__Exercise prompt__
Please copy everything in the clinic forecasting text from "1c. Thus far, the" down to "this task? Explain.", word for word.

__Text section__

A large medical clinic would like to forecast daily patient visits for purposes of staffing.

1a. If data is only available for the last month, how does this affect the choice of model-based vs. data-driven methods?

The length of the time series necessitates a model-based method because there isn’t enough data for a data-driven method. Since one month alone can’t reflect seasonality, a model could take this data and combine it with data obtained elsewhere and begin to transform it.

1b. The clinic has access to the admissions data of a nearby hospital. Under what conditions will including the hospital information be potentially useful for forecasting the hospital’s daily visits?

There are several caveats here with many things unclear, including if there is enough data available from the other hospital to gauge seasonality, whether that hospital is comparable in capacity and clientele and whether the other hospital collects its data in the same way that our hospital does. If these answers are affirmative, it could be valuable to forecast fluctuations in patient counts using the meager data from our hospital.

1c. Thus far, the clinic administrator takes a heuristic approach, using visit numbers from the same day of the previous week as a forecast. What is the advantage of this approach? What is the disadvantage?

Based on the limited data she has, using the same day of a previous week may be the best way easily available to plan for the number of patients coming through the door today. However, there’s no context for last week’s data, so she doesn’t know objectively whether it was a busy, average or slow time at the hospital.

1d. What level of automation appears to be required for this task? Explain.

Model-based methods are harder to automate than data-driven methods, but this seems to be a task that requires at least a moderate level of automation. The forecast must be continuous to evaluate staffing levels each day and the hospital doesn’t seem to have much forecasting expertise. In this case, a model-based method would require regular checking to see if it’s sticking relatively well to observed patterns.

Referring-expression pointing data
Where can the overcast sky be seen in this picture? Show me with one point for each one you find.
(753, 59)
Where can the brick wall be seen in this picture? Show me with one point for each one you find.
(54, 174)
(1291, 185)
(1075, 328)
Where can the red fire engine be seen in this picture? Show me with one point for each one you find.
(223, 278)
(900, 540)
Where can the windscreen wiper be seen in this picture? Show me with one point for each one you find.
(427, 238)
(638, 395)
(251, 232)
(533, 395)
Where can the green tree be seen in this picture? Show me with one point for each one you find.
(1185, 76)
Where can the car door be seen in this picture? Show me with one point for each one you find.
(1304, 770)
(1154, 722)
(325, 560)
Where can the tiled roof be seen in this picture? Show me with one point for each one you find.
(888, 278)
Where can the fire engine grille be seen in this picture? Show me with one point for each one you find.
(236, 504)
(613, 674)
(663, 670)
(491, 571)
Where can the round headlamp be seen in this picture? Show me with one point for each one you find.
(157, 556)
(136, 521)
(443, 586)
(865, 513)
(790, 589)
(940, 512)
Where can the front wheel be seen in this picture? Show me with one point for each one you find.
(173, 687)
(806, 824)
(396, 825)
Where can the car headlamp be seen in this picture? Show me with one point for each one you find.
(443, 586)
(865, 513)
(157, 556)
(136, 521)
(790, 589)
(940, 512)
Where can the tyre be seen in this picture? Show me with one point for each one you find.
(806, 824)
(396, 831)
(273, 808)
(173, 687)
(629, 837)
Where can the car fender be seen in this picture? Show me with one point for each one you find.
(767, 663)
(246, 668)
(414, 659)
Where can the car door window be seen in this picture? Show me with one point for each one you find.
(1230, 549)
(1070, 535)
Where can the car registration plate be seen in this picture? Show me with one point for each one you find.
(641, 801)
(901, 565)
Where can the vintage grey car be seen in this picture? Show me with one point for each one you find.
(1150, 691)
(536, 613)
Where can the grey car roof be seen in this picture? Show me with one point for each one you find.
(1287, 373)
---
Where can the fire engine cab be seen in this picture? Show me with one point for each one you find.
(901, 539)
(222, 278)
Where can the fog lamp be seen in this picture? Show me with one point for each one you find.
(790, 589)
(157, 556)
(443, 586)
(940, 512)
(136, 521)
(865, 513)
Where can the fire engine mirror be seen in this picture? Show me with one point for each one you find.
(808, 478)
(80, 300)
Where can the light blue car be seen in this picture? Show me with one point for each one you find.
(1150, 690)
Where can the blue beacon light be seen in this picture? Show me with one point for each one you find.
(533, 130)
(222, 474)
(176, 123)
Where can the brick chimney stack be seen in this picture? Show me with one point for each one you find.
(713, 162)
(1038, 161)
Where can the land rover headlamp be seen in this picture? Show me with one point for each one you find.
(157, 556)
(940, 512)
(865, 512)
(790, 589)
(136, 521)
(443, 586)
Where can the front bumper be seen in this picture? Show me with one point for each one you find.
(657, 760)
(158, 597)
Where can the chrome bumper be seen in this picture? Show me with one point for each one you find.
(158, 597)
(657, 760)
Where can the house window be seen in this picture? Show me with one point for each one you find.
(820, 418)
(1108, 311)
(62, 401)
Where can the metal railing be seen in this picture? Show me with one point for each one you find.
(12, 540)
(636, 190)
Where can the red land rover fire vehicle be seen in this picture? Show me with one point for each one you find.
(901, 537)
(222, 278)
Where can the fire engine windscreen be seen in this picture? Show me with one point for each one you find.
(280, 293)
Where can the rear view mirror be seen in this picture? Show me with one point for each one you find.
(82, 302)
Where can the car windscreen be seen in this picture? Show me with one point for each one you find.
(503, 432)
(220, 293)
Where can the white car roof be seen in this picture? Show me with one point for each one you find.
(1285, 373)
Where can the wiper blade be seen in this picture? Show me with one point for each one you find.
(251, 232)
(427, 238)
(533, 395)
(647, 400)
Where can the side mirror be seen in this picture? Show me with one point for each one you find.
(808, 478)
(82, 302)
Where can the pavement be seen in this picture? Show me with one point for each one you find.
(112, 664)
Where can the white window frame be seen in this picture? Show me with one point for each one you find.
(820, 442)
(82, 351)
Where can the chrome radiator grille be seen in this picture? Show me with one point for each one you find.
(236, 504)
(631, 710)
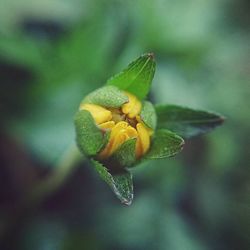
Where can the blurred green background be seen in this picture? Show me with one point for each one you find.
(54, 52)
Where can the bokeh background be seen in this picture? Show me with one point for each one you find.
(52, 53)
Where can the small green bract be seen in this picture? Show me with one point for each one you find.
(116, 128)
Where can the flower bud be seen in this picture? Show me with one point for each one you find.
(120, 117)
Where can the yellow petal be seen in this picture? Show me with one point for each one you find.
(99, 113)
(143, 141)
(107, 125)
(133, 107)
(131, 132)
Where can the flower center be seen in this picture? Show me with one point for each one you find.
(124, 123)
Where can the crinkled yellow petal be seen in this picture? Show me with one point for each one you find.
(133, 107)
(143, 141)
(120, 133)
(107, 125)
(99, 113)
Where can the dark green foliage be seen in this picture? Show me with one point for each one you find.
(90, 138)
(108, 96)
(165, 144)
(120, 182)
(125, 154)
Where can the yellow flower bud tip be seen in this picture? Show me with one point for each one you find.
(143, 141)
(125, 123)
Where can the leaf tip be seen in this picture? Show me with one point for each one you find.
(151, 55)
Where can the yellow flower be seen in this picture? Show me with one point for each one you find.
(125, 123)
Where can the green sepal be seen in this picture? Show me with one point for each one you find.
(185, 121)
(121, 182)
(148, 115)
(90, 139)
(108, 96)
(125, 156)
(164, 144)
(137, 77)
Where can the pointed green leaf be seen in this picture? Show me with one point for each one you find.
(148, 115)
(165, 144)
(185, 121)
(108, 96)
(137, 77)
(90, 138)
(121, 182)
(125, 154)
* * *
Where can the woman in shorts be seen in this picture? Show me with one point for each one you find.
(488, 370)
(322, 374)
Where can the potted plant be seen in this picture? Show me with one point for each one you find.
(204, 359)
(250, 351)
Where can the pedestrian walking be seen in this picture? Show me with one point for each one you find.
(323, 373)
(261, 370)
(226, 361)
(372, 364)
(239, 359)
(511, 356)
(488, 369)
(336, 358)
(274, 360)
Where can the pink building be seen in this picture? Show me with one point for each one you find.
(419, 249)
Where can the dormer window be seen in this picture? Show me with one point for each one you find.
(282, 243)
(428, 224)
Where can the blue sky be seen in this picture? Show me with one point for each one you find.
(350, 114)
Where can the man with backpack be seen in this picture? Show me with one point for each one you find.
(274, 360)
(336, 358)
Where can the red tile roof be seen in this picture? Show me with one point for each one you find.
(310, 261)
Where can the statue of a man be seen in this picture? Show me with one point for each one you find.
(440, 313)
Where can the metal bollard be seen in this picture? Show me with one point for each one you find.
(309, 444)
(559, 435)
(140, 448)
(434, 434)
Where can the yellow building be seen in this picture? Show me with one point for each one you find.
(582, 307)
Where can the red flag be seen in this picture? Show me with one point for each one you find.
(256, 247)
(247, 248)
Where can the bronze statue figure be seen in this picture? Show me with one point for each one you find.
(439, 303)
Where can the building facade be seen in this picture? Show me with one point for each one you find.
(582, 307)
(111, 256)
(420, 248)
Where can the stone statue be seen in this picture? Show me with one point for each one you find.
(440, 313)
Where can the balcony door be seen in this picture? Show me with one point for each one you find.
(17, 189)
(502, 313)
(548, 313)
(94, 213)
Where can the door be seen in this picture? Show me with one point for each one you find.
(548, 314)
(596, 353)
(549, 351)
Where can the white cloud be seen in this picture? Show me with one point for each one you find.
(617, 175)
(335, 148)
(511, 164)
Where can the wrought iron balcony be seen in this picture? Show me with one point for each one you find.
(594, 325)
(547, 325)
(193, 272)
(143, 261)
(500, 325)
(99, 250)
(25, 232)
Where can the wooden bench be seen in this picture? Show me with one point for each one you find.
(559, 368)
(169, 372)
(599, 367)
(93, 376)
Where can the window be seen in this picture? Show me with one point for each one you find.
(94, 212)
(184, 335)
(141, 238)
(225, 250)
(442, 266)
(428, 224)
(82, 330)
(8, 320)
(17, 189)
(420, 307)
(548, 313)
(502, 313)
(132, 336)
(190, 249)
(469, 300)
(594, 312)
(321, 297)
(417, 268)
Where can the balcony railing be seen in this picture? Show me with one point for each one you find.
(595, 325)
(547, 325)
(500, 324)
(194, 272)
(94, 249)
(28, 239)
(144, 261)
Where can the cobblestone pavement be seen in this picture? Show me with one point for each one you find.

__Answer box__
1c. Thus far, the clinic administrator takes a heuristic approach, using visit numbers from the same day of the previous week as a forecast. What is the advantage of this approach? What is the disadvantage?

Based on the limited data she has, using the same day of a previous week may be the best way easily available to plan for the number of patients coming through the door today. However, there’s no context for last week’s data, so she doesn’t know objectively whether it was a busy, average or slow time at the hospital.

1d. What level of automation appears to be required for this task? Explain.